[Extracted data entries]
>>

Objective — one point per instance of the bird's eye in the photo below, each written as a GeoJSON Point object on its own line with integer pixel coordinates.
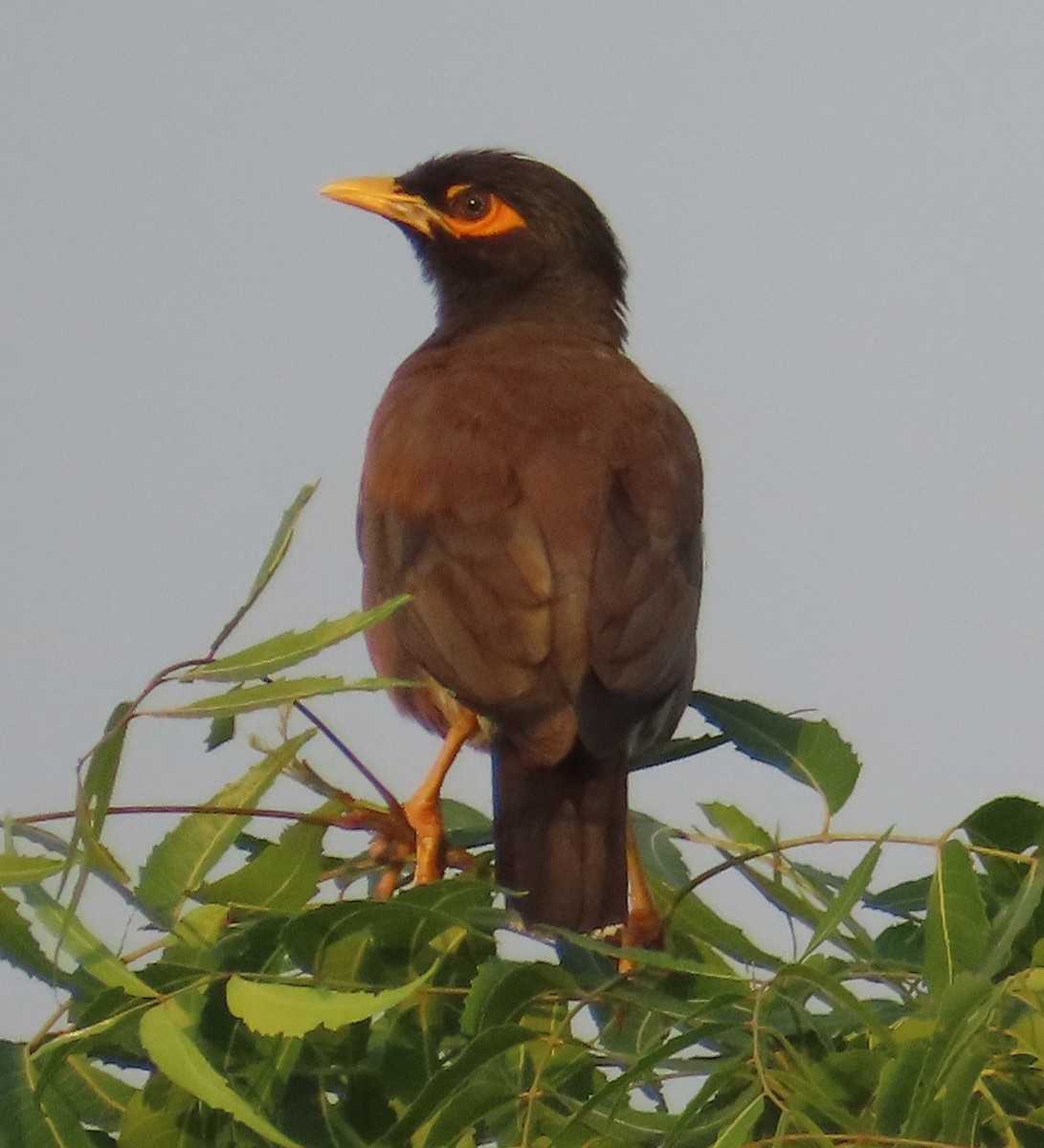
{"type": "Point", "coordinates": [474, 211]}
{"type": "Point", "coordinates": [470, 204]}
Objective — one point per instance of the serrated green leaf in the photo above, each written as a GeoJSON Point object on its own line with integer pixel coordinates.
{"type": "Point", "coordinates": [901, 900]}
{"type": "Point", "coordinates": [18, 946]}
{"type": "Point", "coordinates": [21, 871]}
{"type": "Point", "coordinates": [28, 1122]}
{"type": "Point", "coordinates": [91, 953]}
{"type": "Point", "coordinates": [282, 876]}
{"type": "Point", "coordinates": [287, 649]}
{"type": "Point", "coordinates": [189, 850]}
{"type": "Point", "coordinates": [167, 1034]}
{"type": "Point", "coordinates": [956, 929]}
{"type": "Point", "coordinates": [677, 749]}
{"type": "Point", "coordinates": [811, 752]}
{"type": "Point", "coordinates": [661, 856]}
{"type": "Point", "coordinates": [502, 991]}
{"type": "Point", "coordinates": [100, 778]}
{"type": "Point", "coordinates": [470, 1106]}
{"type": "Point", "coordinates": [466, 828]}
{"type": "Point", "coordinates": [222, 732]}
{"type": "Point", "coordinates": [98, 1097]}
{"type": "Point", "coordinates": [282, 692]}
{"type": "Point", "coordinates": [281, 541]}
{"type": "Point", "coordinates": [734, 1135]}
{"type": "Point", "coordinates": [847, 899]}
{"type": "Point", "coordinates": [744, 831]}
{"type": "Point", "coordinates": [1011, 824]}
{"type": "Point", "coordinates": [293, 1010]}
{"type": "Point", "coordinates": [441, 1088]}
{"type": "Point", "coordinates": [1013, 916]}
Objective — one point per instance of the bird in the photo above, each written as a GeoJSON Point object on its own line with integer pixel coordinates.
{"type": "Point", "coordinates": [541, 503]}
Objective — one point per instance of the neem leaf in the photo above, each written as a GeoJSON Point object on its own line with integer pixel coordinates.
{"type": "Point", "coordinates": [184, 858]}
{"type": "Point", "coordinates": [282, 692]}
{"type": "Point", "coordinates": [956, 929]}
{"type": "Point", "coordinates": [20, 871]}
{"type": "Point", "coordinates": [293, 1010]}
{"type": "Point", "coordinates": [167, 1034]}
{"type": "Point", "coordinates": [811, 752]}
{"type": "Point", "coordinates": [288, 649]}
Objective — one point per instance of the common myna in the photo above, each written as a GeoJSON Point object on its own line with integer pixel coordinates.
{"type": "Point", "coordinates": [540, 500]}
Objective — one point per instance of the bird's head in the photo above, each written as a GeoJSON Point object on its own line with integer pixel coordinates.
{"type": "Point", "coordinates": [503, 236]}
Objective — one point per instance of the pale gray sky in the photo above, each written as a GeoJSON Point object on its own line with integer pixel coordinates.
{"type": "Point", "coordinates": [833, 215]}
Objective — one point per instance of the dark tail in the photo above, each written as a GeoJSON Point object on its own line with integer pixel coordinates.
{"type": "Point", "coordinates": [562, 838]}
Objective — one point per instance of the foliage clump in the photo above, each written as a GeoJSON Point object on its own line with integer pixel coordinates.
{"type": "Point", "coordinates": [279, 1004]}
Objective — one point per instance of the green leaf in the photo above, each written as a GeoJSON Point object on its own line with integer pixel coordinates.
{"type": "Point", "coordinates": [847, 899]}
{"type": "Point", "coordinates": [466, 828]}
{"type": "Point", "coordinates": [957, 929]}
{"type": "Point", "coordinates": [1013, 916]}
{"type": "Point", "coordinates": [281, 541]}
{"type": "Point", "coordinates": [744, 832]}
{"type": "Point", "coordinates": [276, 653]}
{"type": "Point", "coordinates": [27, 1120]}
{"type": "Point", "coordinates": [89, 951]}
{"type": "Point", "coordinates": [190, 850]}
{"type": "Point", "coordinates": [284, 875]}
{"type": "Point", "coordinates": [677, 749]}
{"type": "Point", "coordinates": [1011, 824]}
{"type": "Point", "coordinates": [22, 871]}
{"type": "Point", "coordinates": [901, 900]}
{"type": "Point", "coordinates": [167, 1034]}
{"type": "Point", "coordinates": [98, 1097]}
{"type": "Point", "coordinates": [282, 692]}
{"type": "Point", "coordinates": [738, 1130]}
{"type": "Point", "coordinates": [18, 946]}
{"type": "Point", "coordinates": [293, 1010]}
{"type": "Point", "coordinates": [222, 730]}
{"type": "Point", "coordinates": [104, 763]}
{"type": "Point", "coordinates": [811, 752]}
{"type": "Point", "coordinates": [502, 991]}
{"type": "Point", "coordinates": [655, 844]}
{"type": "Point", "coordinates": [452, 1078]}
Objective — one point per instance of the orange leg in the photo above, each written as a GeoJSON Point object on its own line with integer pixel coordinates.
{"type": "Point", "coordinates": [424, 812]}
{"type": "Point", "coordinates": [644, 927]}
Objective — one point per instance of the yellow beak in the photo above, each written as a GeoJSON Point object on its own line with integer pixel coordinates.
{"type": "Point", "coordinates": [383, 195]}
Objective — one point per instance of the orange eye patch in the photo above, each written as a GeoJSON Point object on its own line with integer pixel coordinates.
{"type": "Point", "coordinates": [471, 211]}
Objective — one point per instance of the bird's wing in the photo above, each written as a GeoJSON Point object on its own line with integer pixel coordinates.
{"type": "Point", "coordinates": [644, 589]}
{"type": "Point", "coordinates": [479, 619]}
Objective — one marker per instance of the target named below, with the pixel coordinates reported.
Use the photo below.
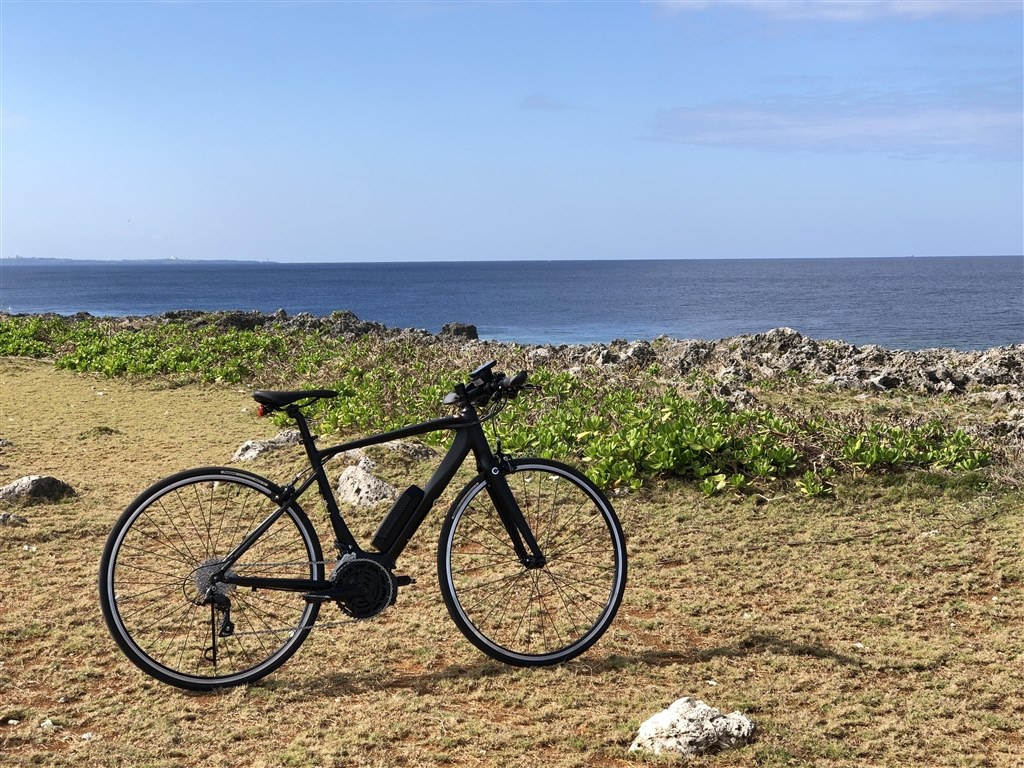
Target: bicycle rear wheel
(534, 616)
(155, 580)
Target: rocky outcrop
(782, 353)
(252, 450)
(36, 488)
(358, 487)
(691, 727)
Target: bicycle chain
(314, 625)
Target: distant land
(43, 260)
(38, 260)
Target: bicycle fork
(525, 545)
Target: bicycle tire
(163, 547)
(534, 616)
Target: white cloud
(986, 123)
(854, 10)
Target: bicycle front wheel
(534, 616)
(156, 588)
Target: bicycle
(214, 577)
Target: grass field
(884, 627)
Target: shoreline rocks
(781, 354)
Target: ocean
(902, 303)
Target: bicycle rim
(156, 573)
(534, 616)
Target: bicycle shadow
(352, 682)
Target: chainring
(372, 587)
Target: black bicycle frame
(469, 437)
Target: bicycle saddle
(275, 398)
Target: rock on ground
(692, 727)
(358, 487)
(36, 488)
(252, 450)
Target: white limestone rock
(36, 488)
(692, 727)
(358, 487)
(252, 450)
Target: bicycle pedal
(317, 597)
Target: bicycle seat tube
(501, 495)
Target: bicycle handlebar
(485, 385)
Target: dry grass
(885, 628)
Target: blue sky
(320, 131)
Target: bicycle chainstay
(314, 625)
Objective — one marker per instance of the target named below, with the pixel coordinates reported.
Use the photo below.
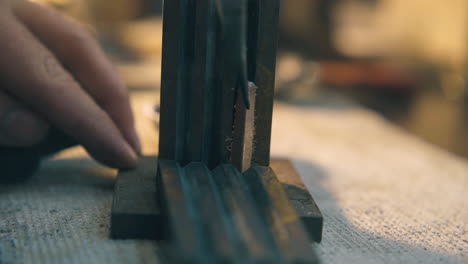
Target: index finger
(82, 56)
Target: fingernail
(136, 143)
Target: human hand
(53, 73)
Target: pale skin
(53, 73)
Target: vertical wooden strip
(171, 65)
(200, 121)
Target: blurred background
(406, 60)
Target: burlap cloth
(387, 197)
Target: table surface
(386, 196)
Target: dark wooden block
(135, 211)
(300, 197)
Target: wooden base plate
(137, 215)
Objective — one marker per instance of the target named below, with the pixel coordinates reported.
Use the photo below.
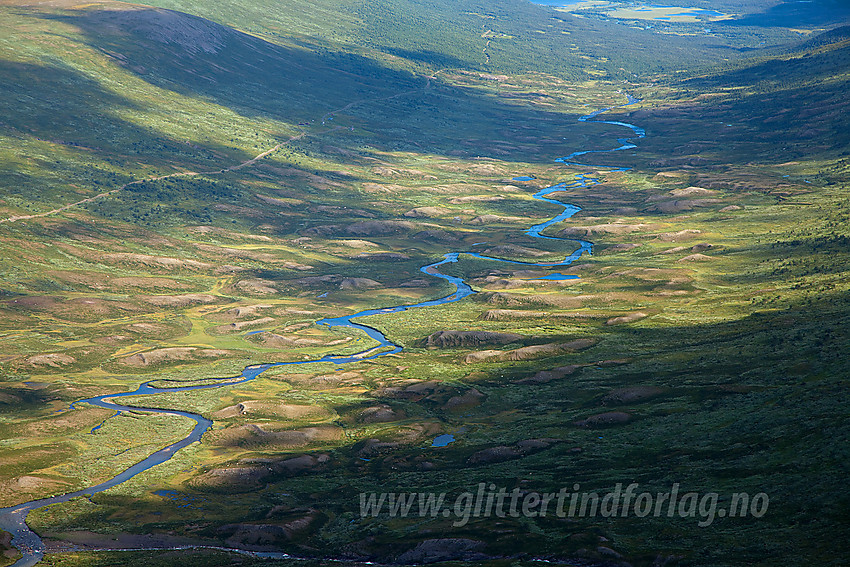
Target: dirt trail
(236, 167)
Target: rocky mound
(449, 339)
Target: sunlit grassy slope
(712, 316)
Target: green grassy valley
(189, 190)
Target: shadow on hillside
(796, 14)
(60, 105)
(196, 57)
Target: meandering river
(13, 519)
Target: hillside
(198, 197)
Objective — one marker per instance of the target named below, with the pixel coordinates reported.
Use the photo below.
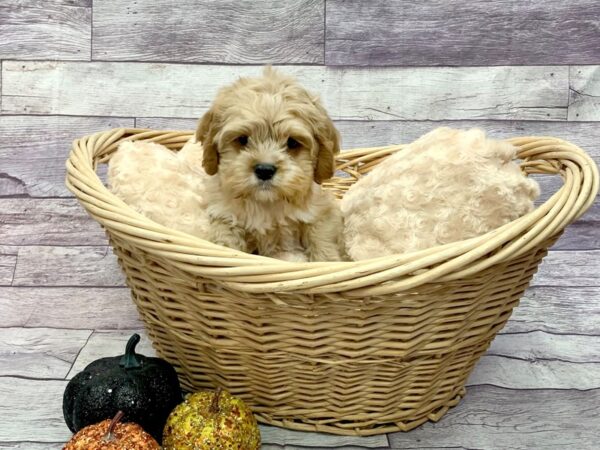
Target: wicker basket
(356, 348)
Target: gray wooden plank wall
(388, 71)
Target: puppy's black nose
(265, 171)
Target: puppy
(268, 145)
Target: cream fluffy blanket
(446, 186)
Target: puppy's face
(268, 139)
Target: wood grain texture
(62, 221)
(69, 308)
(582, 235)
(231, 31)
(171, 90)
(521, 374)
(42, 421)
(33, 151)
(54, 29)
(547, 346)
(479, 32)
(556, 309)
(8, 261)
(569, 268)
(51, 221)
(67, 266)
(108, 343)
(584, 93)
(31, 410)
(39, 352)
(520, 361)
(494, 418)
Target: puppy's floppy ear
(329, 145)
(205, 133)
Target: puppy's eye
(293, 143)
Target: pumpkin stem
(110, 436)
(130, 359)
(214, 406)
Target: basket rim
(377, 276)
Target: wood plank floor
(388, 71)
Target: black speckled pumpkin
(145, 389)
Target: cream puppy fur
(254, 183)
(268, 145)
(446, 186)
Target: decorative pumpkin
(211, 421)
(112, 435)
(145, 389)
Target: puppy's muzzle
(264, 172)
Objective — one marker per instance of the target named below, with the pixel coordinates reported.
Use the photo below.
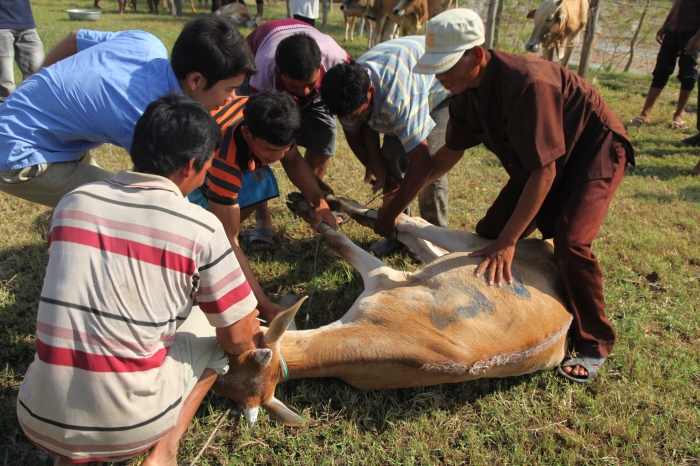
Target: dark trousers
(576, 225)
(672, 50)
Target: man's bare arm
(230, 217)
(301, 175)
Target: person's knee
(487, 230)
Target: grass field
(644, 408)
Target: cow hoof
(300, 206)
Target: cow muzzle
(532, 47)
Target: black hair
(344, 88)
(173, 130)
(272, 116)
(298, 56)
(211, 45)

<<

Exercise:
Which lines run from the one containing "Target: dark trousers" to the end of the entries above? Print them exactly, both ends included, and nothing else.

Response to this exercise:
Target: dark trousers
(576, 225)
(672, 50)
Target: man's bare arm
(230, 217)
(301, 175)
Target: person's knee
(487, 230)
Target: grass field
(644, 408)
Target: cow hoof
(300, 206)
Target: cow muzzle
(532, 47)
Target: black hair
(344, 88)
(173, 130)
(272, 116)
(298, 56)
(211, 45)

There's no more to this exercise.